TASK OBJECTIVE:
Copy every record exactly as it appears in the data below.
========================================================================
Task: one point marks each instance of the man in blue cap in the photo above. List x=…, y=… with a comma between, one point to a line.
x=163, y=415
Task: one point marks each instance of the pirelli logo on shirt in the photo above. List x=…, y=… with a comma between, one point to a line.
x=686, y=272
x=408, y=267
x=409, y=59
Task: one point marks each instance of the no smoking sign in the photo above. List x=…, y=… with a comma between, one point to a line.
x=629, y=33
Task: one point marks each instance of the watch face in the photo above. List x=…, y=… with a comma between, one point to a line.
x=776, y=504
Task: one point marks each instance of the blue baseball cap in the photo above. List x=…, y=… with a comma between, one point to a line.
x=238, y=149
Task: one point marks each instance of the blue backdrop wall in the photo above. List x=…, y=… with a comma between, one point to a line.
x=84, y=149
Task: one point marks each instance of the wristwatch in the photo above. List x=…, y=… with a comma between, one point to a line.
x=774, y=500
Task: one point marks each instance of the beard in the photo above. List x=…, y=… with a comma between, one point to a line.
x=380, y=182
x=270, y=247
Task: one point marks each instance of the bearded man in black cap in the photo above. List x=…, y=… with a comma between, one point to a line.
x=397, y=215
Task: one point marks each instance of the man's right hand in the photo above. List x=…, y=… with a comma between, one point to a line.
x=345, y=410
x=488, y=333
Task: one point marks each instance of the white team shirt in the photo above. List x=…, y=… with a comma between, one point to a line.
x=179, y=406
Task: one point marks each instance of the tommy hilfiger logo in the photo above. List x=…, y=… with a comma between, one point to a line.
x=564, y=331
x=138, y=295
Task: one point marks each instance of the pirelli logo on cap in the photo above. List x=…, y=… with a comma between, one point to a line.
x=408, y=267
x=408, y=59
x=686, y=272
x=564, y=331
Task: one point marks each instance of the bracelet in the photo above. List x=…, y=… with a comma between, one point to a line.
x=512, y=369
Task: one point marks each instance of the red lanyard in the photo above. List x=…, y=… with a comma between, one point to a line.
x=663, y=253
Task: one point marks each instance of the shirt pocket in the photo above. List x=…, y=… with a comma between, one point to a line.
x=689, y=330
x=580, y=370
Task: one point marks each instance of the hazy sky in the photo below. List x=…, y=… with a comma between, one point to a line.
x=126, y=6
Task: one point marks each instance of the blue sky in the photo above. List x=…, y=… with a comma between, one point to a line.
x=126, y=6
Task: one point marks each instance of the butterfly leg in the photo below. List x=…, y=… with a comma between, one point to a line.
========================================================================
WRITTEN ANSWER:
Task: one point marks each instance of the man in blue cap in the photo above. List x=…, y=… with a comma between, one point to a line.
x=163, y=415
Task: one point marks each instance of the pirelli logo on shirt in the photo above. List x=…, y=… with a comma between, one point to a line.
x=686, y=272
x=408, y=267
x=409, y=59
Task: one point marks each instance of the no smoking sign in the photo above. List x=…, y=… with a comma between, one point to a line.
x=629, y=33
Task: one point marks each instance of the watch face in the photo above. List x=…, y=… with a comma between, one point to a line.
x=776, y=504
Task: one point marks each instance of the blue baseball cap in the photo above. List x=…, y=… with a comma between, one point to a line.
x=238, y=149
Task: one point marks each instance of the blue backdrop wall in the photo above. List x=…, y=… with a comma between, one point to a line.
x=84, y=149
Task: one point marks each instance of the wristwatch in the photo above. List x=…, y=… with a comma between, one point to a line.
x=774, y=500
Task: one point marks each instance of the beard in the photo above. List x=…, y=… with a comma between, one point to a line.
x=380, y=182
x=270, y=247
Task: one point marks each instance of the bearded man in black cap in the photo above. List x=…, y=… with a comma between, one point to a line.
x=397, y=215
Task: one point marks each instance of the man's right hand in the photo above. List x=…, y=… with a comma between, one point to a line.
x=345, y=410
x=488, y=333
Task: one point marks each instance of the white team shirt in the photo above. List x=…, y=… with a comma between, one point to a line.
x=179, y=406
Task: one point marks each instance of the tommy hilfiger logo in the photo above. List x=…, y=… with a comma between, one point to a line.
x=564, y=331
x=138, y=295
Task: one point marks each instance of the pirelli logo on cap in the photo above. List x=…, y=… with a comma between, one point to a line.
x=408, y=267
x=408, y=59
x=686, y=272
x=564, y=331
Task: one point marks each instance of the bracelet in the photo above. List x=…, y=… with a comma between, one point to a line.
x=512, y=369
Task: one point marks each instance of the red lanyard in the photo above. List x=…, y=… with a comma between, one point to a line.
x=663, y=253
Task: one point marks each instance of the shirt pocket in the photo above. List x=…, y=… with a comma between, one point to a line.
x=689, y=330
x=580, y=370
Task: one point marks each instance of the hazy sky in the photo below. List x=…, y=… with a comma between, one point to a line.
x=126, y=6
Task: one point marks each instance of the blue sky in the photo above. List x=…, y=… with a comma between, one point to a line.
x=126, y=6
Task: one point marks each instance of the butterfly leg in the photo below. List x=…, y=… with a comma between, one point to a line.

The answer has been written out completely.